### MATERIAL TO PROCESS
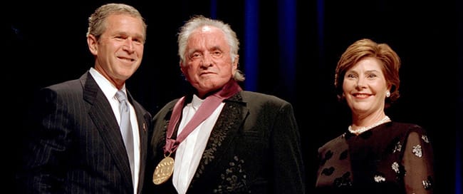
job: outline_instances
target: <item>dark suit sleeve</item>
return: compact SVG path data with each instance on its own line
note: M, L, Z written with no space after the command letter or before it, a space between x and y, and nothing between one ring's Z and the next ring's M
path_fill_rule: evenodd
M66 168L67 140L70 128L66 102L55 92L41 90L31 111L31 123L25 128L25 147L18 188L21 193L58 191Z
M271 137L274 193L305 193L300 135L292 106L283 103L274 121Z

### EXERCISE DETAILS
Arrange every line of the entries above as a JSON list of strings, one string per line, with blank lines dropped. Leave the picture out.

### SOLUTION TO THE EXERCISE
[
  "job: outline_instances",
  "target: <item>dark suit sleeve</item>",
  "return: compact SVG path data with each instance on its own line",
  "note: M, L, Z written with no space after the command letter or before it, a space between x and y, and nothing between one ring's Z and the next ring's M",
  "path_fill_rule: evenodd",
  "M66 168L67 140L70 128L66 102L55 92L41 90L31 111L31 123L25 128L25 147L18 188L21 193L58 191Z",
  "M271 137L274 193L305 193L300 135L292 106L283 103L274 121Z"
]